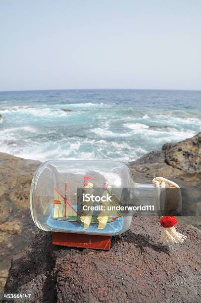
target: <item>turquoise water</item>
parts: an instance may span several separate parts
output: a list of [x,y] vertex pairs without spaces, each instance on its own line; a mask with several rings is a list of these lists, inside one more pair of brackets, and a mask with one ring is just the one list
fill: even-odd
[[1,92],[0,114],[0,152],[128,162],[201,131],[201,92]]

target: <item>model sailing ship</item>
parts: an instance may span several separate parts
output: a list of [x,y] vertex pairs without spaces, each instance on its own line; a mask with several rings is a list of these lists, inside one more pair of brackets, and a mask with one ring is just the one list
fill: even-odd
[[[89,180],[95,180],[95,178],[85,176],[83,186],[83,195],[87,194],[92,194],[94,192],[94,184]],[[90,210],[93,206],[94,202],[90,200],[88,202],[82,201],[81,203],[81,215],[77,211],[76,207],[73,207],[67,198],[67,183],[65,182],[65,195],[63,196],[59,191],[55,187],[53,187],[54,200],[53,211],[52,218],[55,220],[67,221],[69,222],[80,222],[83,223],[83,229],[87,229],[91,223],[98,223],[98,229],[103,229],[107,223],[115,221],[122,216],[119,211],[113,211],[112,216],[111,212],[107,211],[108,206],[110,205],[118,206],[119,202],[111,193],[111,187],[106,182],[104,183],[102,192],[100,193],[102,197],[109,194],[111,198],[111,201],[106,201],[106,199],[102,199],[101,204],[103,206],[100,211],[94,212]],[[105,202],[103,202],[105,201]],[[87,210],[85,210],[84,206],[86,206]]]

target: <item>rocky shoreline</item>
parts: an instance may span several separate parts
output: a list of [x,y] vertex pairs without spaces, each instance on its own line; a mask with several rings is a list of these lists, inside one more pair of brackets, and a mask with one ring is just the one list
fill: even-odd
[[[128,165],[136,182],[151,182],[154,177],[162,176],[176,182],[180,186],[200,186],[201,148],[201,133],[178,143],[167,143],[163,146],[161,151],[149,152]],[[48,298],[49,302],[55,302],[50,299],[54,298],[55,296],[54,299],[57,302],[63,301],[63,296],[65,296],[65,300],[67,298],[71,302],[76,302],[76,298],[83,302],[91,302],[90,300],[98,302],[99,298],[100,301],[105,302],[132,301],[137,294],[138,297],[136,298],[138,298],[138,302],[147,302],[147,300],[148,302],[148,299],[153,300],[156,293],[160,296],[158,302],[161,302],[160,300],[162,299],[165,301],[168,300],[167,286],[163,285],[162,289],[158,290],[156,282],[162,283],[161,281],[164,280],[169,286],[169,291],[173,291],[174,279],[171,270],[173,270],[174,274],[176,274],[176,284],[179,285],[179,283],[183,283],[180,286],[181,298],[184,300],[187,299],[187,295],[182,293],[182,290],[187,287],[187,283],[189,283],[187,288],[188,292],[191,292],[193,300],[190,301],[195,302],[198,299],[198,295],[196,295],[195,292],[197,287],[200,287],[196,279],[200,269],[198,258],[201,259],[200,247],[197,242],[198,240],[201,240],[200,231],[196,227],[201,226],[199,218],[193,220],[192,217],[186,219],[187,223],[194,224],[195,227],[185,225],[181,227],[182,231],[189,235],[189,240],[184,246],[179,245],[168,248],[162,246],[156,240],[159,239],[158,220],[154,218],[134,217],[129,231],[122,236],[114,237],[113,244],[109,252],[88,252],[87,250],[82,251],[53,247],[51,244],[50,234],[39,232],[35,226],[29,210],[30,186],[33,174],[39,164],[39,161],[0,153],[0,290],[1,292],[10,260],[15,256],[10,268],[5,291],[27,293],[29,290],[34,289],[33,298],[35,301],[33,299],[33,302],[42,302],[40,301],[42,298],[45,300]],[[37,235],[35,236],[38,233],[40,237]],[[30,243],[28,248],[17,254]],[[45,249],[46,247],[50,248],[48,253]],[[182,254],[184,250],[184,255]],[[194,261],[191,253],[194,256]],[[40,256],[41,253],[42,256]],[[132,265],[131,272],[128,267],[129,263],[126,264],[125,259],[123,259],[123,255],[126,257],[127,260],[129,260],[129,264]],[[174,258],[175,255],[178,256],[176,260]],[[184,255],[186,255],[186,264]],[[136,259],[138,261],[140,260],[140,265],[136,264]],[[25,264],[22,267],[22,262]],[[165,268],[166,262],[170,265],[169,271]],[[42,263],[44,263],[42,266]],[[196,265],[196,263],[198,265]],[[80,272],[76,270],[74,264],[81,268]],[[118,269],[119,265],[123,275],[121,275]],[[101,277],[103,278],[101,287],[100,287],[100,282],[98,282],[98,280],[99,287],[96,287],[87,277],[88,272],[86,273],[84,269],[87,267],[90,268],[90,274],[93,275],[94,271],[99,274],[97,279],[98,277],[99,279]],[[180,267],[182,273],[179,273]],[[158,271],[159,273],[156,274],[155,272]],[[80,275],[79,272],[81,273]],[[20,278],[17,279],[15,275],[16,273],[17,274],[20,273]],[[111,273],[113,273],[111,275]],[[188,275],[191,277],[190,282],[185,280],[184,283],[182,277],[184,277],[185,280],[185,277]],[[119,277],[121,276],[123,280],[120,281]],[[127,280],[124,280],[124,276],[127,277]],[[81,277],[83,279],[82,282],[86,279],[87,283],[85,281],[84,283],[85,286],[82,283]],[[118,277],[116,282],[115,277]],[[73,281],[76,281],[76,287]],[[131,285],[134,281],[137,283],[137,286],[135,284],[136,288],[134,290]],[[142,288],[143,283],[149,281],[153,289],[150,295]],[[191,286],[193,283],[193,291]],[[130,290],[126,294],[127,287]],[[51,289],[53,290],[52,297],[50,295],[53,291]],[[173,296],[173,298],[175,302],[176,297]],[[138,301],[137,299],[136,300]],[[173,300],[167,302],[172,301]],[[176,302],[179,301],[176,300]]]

--------------------------------

### Task prompt
Put all the data above into a JSON list of strings, one string per line, skipping blank lines and leaving out the picture.

### Solved exercise
[
  "target: <item>turquoise water</item>",
  "parts: an instance may span several separate parts",
  "output: a list of [x,y] vertex pairs without spaces, each instance on its own line; a mask with several rings is a list of these lists, inside one more pair of brackets, and a mask with one ring is just the one list",
  "fill: even-odd",
  "[[1,92],[0,114],[0,152],[128,162],[201,131],[201,92]]",
  "target: <item>model sailing ship</item>",
  "parts: an instance may span several separate parts",
  "output: a list of [x,y] vertex pairs without spaces, each instance on its own line; a mask with several rings is a list of these lists, inside one more pair of brackets, and a mask with one ring is just the one list",
  "fill: even-odd",
  "[[[89,180],[95,180],[95,178],[85,176],[83,186],[83,195],[87,194],[92,194],[94,192],[94,184]],[[90,210],[93,206],[94,202],[90,200],[88,202],[82,201],[81,203],[81,215],[77,211],[76,207],[73,207],[67,198],[67,183],[65,182],[65,195],[63,196],[59,191],[55,187],[53,187],[54,200],[53,211],[52,218],[55,220],[67,221],[69,222],[80,222],[83,223],[83,229],[87,229],[91,223],[98,223],[98,229],[103,229],[107,223],[115,221],[122,216],[119,211],[113,211],[112,216],[111,212],[107,211],[108,206],[110,205],[118,206],[119,202],[111,193],[111,187],[106,182],[104,183],[102,192],[100,193],[102,197],[109,194],[111,198],[111,201],[106,201],[106,199],[102,199],[101,204],[103,206],[100,211],[94,212]],[[105,202],[103,202],[105,201]],[[87,210],[85,210],[84,206],[86,206]]]",
  "target: <item>rocky shoreline</item>",
  "parts: an instance may span several separate parts",
  "output: a list of [x,y] vertex pairs without spaces, each instance on its own line; a mask with several rings is a list of these lists, inside one more pair of brackets, and a mask with one ring is just the one list",
  "fill: even-odd",
  "[[[128,165],[136,182],[151,182],[154,177],[162,176],[176,182],[180,186],[200,186],[201,148],[201,133],[178,143],[167,143],[163,146],[161,151],[149,152]],[[48,298],[49,302],[55,302],[50,299],[54,298],[55,296],[54,299],[57,302],[63,301],[63,296],[65,296],[65,300],[67,298],[71,302],[76,302],[76,298],[83,302],[91,302],[90,300],[98,302],[99,298],[100,301],[105,302],[132,301],[137,294],[138,297],[136,298],[138,298],[138,302],[147,302],[147,300],[148,302],[148,299],[153,300],[156,293],[160,296],[158,302],[161,302],[160,300],[162,299],[165,301],[168,300],[167,286],[163,285],[162,289],[158,290],[156,282],[162,283],[161,281],[164,280],[169,286],[169,291],[173,291],[174,279],[171,270],[173,270],[174,274],[176,274],[176,284],[179,285],[179,283],[183,283],[180,286],[181,298],[184,300],[187,299],[187,295],[182,293],[182,290],[187,287],[187,283],[189,283],[187,288],[188,292],[191,292],[193,300],[190,301],[195,302],[198,299],[198,295],[196,295],[195,292],[197,287],[200,287],[196,279],[200,269],[198,258],[201,259],[200,247],[197,242],[198,240],[201,240],[200,231],[196,227],[201,226],[199,218],[193,220],[192,217],[186,219],[187,223],[194,224],[195,227],[185,225],[181,227],[182,231],[189,235],[189,240],[184,246],[179,245],[168,248],[162,246],[156,240],[159,239],[158,220],[154,218],[134,217],[129,231],[122,236],[114,237],[113,244],[109,252],[88,252],[87,250],[82,251],[53,247],[51,244],[50,234],[39,232],[35,226],[29,210],[30,186],[33,174],[39,164],[39,161],[0,153],[0,290],[1,292],[10,260],[15,256],[10,268],[5,291],[27,293],[29,290],[34,289],[33,298],[35,301],[33,299],[33,302],[42,302],[40,301],[42,298],[45,300]],[[37,235],[35,236],[38,233],[40,237]],[[30,243],[28,248],[17,254]],[[45,249],[46,247],[50,248],[48,253]],[[182,254],[184,250],[184,255]],[[194,261],[191,253],[194,256]],[[40,256],[41,253],[42,256]],[[132,265],[131,272],[128,267],[129,263],[126,264],[125,259],[123,259],[123,255],[126,257],[127,260],[129,260],[129,264]],[[174,258],[175,255],[178,256],[176,260]],[[184,255],[186,255],[186,264]],[[136,259],[138,261],[140,260],[140,265],[136,264]],[[25,264],[22,267],[22,262]],[[165,268],[166,262],[170,265],[169,271]],[[42,263],[44,263],[42,266]],[[196,265],[196,263],[198,265]],[[80,272],[76,270],[74,264],[81,268]],[[118,269],[119,265],[123,275],[121,275]],[[101,277],[103,278],[101,287],[100,287],[100,282],[98,282],[98,280],[99,287],[96,287],[87,277],[88,272],[86,273],[84,269],[87,267],[90,268],[90,274],[93,275],[94,271],[99,274],[97,279],[98,277],[99,279]],[[180,267],[182,273],[179,273]],[[158,271],[159,273],[156,274],[155,272]],[[80,275],[79,272],[81,273]],[[20,278],[17,279],[15,275],[16,273],[17,274],[20,273]],[[111,273],[113,273],[111,275]],[[188,275],[191,277],[190,282],[185,280],[184,283],[182,277],[184,277],[185,280],[185,277]],[[119,277],[121,276],[123,280],[120,281]],[[127,280],[124,280],[124,276],[127,277]],[[81,277],[83,279],[82,282],[86,279],[87,283],[85,281],[84,283],[85,286],[82,283]],[[118,277],[116,282],[115,277]],[[73,281],[76,281],[76,287]],[[131,285],[134,281],[137,283],[137,286],[135,284],[136,288],[134,290]],[[142,288],[143,283],[149,281],[153,289],[150,295]],[[191,286],[193,283],[193,291]],[[130,290],[126,294],[127,287]],[[51,289],[53,290],[52,297],[50,295],[53,291]],[[173,296],[173,298],[175,302],[176,297]],[[138,301],[137,299],[136,300]],[[173,300],[167,302],[172,301]],[[176,302],[179,301],[176,300]]]"
]